» Excerpt provided:
I’m taking a short break before I post the next part of my story, and I apologize for that. That project is giving me a lot of clarity and insight into both myself and my abusers, but it’s emotionally and mentally exhausting, so today’s posts are a bit lighter.
I read an article yesterday by another survivor whose work I really admire (An Upturned Soul) which brought up the question of how you can tell whether a blogger who writes about narcissism is actually a narcissist. It’s an interesting question and one that left me scratching my head and a little bemused. The answer is, you can’t. Not really. There are some clues (which can be found largely in the way the blogger react to comments), but unless you meet the person or are very familiar with their posts and online behavior, there’s really no way to tell for sure. After all, how do you know the blogger isn’t the real narcissist shifting the blame to the “narcissist” who is really the real victim? Here is her article. Make of it what you will, but it does raise intriguing questions. I think as survivors of abuse, we have to suspend disbelief to some degree and just assume the authors on this topic are on the level until we get to know them better. We must assume they are innocent until proven guilty. It’s all we can do.

» Written problem 1:
Answer these questions using the blog post above:
(a) Why is the writer pausing before posting the next part of the story?
(b) What name is given for the survivor whose article the writer read?
(c) Where, according to the post, can clues about a blogger largely be found?
» Written problem 2: Quote the blog post word for word, starting with "I’m taking a" and going on through "a bit lighter.".

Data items
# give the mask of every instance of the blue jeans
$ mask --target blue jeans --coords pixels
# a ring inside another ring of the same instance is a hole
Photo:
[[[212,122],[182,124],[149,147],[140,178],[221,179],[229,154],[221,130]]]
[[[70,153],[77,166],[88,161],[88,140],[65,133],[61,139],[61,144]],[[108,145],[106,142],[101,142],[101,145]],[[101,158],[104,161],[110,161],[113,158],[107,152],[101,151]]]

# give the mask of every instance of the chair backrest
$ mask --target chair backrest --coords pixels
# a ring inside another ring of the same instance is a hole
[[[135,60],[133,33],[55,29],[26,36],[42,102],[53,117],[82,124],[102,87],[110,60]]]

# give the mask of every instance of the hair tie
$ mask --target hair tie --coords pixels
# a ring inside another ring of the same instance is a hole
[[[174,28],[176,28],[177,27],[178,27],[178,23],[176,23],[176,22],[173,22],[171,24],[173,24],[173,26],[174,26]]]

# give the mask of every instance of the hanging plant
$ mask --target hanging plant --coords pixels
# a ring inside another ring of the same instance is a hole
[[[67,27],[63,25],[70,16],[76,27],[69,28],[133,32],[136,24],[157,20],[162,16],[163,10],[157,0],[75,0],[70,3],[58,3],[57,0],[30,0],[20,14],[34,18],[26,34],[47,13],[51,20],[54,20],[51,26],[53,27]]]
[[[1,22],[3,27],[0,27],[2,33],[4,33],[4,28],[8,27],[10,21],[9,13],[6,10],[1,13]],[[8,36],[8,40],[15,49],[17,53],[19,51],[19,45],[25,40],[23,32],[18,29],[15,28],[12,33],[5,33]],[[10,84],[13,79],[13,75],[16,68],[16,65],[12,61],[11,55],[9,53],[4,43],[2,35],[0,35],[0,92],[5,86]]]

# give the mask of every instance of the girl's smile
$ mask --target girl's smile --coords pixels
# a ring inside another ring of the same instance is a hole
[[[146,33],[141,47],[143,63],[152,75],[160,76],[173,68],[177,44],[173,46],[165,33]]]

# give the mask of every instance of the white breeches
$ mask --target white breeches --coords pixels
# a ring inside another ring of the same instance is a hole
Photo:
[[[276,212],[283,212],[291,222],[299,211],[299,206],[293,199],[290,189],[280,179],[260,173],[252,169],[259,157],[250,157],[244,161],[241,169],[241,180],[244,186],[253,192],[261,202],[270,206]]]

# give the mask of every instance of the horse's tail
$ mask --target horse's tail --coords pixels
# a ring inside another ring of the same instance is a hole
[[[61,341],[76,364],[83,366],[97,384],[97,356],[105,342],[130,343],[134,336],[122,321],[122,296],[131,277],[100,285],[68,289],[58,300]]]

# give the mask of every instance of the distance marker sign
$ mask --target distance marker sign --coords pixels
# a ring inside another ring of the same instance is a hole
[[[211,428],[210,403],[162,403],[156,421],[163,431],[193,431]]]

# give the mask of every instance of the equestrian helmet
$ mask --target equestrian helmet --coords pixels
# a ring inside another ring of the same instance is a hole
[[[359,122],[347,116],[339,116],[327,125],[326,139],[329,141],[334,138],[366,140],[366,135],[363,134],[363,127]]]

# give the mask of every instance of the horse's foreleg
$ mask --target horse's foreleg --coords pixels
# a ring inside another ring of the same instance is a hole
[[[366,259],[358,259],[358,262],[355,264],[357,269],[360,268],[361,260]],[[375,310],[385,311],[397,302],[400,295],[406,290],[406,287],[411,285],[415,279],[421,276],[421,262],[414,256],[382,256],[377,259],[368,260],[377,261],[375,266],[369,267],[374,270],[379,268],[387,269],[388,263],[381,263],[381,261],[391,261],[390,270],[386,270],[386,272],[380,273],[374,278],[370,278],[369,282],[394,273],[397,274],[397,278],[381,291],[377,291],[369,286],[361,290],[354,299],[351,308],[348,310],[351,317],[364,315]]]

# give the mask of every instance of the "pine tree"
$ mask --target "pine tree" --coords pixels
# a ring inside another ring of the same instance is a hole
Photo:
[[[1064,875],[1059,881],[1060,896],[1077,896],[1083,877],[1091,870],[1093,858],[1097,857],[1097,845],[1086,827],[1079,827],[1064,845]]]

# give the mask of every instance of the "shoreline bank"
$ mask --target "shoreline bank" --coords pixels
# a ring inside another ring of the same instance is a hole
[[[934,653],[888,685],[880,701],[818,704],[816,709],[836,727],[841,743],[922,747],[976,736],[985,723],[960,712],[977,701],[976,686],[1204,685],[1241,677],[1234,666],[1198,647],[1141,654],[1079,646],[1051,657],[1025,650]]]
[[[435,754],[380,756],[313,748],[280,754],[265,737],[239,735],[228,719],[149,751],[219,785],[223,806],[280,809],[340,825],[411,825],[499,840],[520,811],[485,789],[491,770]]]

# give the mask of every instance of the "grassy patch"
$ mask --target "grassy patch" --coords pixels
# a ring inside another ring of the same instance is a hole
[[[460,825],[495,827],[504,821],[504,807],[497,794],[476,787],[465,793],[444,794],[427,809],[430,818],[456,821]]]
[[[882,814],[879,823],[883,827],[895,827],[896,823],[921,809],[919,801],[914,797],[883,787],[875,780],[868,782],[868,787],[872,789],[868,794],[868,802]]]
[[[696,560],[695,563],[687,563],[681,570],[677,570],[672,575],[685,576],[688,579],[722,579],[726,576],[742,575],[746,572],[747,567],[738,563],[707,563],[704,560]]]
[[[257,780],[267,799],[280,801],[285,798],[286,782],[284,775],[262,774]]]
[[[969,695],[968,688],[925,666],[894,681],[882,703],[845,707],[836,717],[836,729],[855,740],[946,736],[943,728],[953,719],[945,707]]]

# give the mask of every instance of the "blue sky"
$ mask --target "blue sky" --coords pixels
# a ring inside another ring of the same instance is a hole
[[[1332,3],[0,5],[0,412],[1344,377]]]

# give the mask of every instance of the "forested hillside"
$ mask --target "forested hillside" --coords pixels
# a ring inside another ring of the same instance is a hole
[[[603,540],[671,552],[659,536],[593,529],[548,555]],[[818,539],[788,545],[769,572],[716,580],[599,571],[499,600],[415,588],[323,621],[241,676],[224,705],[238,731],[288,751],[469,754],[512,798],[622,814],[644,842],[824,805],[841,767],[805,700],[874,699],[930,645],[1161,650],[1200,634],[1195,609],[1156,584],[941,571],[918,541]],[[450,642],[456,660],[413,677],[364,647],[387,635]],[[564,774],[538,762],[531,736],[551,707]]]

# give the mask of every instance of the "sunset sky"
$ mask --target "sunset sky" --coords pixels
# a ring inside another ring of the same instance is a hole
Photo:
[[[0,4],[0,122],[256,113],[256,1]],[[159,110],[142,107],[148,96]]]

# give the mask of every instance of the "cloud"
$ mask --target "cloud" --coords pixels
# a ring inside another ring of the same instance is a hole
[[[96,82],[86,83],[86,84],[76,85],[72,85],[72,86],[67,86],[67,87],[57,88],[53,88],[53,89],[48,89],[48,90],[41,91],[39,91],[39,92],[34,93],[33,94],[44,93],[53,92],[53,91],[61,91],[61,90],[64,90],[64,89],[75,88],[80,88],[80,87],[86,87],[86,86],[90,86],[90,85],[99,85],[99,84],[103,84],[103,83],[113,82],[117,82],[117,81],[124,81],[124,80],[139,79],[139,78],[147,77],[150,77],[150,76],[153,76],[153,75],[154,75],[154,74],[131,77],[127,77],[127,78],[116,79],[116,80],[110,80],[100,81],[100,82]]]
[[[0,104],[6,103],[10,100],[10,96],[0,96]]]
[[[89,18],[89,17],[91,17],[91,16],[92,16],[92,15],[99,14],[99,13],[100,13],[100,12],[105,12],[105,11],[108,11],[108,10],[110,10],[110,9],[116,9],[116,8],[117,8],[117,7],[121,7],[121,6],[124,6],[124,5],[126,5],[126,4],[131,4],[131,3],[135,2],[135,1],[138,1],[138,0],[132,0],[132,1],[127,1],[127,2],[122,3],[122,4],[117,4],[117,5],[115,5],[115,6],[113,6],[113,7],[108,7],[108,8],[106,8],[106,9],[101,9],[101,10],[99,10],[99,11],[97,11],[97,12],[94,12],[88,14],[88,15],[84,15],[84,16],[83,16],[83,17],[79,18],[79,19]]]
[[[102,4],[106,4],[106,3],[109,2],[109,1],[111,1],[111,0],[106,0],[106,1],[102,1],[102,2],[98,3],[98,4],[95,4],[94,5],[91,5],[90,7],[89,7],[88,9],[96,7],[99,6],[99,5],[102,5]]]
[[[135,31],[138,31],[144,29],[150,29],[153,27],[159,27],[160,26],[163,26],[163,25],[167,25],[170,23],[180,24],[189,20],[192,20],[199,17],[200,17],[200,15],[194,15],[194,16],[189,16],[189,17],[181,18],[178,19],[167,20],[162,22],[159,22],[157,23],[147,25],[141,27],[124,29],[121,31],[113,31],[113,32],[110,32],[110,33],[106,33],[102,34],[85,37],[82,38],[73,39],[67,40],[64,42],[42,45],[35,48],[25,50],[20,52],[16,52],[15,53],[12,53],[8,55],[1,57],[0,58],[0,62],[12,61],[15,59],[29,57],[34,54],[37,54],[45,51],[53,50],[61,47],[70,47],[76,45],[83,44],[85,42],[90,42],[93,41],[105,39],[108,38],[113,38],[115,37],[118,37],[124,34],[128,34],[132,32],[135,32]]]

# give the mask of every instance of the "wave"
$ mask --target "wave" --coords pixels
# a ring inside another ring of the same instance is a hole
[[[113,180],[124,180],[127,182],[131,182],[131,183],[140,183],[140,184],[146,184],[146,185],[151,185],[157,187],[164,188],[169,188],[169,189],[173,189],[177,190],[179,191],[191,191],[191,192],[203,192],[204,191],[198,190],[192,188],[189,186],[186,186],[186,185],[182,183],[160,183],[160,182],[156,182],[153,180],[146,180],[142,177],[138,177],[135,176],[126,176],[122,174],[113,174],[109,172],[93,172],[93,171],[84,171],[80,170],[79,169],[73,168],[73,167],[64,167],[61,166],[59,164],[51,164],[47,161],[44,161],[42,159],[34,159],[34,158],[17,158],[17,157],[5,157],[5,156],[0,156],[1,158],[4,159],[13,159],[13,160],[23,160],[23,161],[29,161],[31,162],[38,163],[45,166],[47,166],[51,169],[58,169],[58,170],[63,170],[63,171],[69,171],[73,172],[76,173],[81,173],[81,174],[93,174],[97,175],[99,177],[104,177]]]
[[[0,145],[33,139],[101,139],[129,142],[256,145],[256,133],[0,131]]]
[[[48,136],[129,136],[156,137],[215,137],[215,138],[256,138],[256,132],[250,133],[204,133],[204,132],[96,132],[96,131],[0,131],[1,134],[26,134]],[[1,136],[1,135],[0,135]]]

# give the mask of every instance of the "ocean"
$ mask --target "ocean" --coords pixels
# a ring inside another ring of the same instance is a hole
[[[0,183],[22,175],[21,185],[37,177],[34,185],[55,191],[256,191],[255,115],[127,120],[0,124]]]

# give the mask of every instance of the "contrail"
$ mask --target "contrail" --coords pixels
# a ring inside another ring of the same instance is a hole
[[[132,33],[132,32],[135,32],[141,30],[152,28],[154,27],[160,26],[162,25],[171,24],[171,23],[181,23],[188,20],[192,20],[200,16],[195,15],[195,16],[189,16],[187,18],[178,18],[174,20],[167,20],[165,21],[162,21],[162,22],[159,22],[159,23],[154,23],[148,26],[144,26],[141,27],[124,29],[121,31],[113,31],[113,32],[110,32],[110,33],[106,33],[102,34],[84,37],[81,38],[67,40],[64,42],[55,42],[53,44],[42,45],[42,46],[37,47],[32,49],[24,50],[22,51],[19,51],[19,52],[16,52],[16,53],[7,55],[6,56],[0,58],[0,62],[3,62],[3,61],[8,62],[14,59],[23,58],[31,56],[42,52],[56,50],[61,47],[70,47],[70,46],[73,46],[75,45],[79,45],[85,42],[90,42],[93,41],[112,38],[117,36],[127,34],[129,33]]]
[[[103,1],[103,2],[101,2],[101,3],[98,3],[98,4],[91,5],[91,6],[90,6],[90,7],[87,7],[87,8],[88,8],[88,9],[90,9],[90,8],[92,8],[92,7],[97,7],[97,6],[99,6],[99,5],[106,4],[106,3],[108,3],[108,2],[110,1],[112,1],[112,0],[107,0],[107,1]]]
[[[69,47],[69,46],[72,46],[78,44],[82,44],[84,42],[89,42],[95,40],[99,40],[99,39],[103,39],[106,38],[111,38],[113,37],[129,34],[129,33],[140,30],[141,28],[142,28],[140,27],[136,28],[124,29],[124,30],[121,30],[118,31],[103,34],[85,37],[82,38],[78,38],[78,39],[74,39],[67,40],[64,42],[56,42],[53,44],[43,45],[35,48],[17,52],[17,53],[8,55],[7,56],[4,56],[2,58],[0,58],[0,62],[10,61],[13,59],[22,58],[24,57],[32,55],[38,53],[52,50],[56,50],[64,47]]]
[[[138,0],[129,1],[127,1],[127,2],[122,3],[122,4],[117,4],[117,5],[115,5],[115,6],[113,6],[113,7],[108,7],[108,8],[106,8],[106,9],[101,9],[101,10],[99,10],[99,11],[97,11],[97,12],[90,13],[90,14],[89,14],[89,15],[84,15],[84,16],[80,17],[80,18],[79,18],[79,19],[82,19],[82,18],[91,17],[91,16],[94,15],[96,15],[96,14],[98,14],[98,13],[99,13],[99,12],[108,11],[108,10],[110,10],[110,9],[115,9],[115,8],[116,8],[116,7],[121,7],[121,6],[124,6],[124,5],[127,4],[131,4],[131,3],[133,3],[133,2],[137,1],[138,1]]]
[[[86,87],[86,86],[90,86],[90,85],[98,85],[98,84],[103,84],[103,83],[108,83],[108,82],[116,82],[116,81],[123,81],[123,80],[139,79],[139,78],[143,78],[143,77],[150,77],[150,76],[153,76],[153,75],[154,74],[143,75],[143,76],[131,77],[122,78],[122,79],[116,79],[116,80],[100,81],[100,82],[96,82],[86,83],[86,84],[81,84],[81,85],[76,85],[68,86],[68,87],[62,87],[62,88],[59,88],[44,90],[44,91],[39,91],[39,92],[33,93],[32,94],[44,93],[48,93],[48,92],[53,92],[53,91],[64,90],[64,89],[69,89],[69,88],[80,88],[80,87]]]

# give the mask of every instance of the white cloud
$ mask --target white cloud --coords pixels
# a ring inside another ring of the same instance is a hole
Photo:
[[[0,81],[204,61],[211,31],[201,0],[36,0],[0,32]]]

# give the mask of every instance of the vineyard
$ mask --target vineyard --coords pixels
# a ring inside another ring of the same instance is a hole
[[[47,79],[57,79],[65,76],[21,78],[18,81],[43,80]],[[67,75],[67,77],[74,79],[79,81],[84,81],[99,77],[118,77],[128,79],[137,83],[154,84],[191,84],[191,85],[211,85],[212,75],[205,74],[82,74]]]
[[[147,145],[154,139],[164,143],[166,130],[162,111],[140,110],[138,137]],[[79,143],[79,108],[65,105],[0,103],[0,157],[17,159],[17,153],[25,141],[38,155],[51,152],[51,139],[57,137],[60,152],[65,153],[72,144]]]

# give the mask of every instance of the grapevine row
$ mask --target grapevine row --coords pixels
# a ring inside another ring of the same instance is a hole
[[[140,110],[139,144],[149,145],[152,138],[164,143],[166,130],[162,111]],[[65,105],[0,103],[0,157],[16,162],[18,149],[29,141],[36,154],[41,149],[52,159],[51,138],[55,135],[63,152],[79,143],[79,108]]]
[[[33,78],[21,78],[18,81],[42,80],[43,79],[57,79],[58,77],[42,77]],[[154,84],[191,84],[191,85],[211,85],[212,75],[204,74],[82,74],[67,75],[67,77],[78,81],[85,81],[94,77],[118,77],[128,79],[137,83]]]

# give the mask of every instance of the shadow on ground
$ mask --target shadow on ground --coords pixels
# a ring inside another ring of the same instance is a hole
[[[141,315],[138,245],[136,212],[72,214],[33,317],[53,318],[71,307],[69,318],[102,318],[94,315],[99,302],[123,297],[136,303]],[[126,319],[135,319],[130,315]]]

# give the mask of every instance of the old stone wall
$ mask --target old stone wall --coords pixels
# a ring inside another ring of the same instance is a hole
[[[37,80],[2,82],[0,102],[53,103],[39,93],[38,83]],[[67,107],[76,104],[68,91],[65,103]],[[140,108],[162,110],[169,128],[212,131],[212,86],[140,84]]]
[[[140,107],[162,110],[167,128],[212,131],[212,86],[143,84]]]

» Exercise answer 1:
(a) The project is emotionally and mentally exhausting.
(b) An Upturned Soul.
(c) In the way the blogger reacts to comments.

» Exercise answer 2:
I’m taking a short break before I post the next part of my story, and I apologize for that. That project is giving me a lot of clarity and insight into both myself and my abusers, but it’s emotionally and mentally exhausting, so today’s posts are a bit lighter.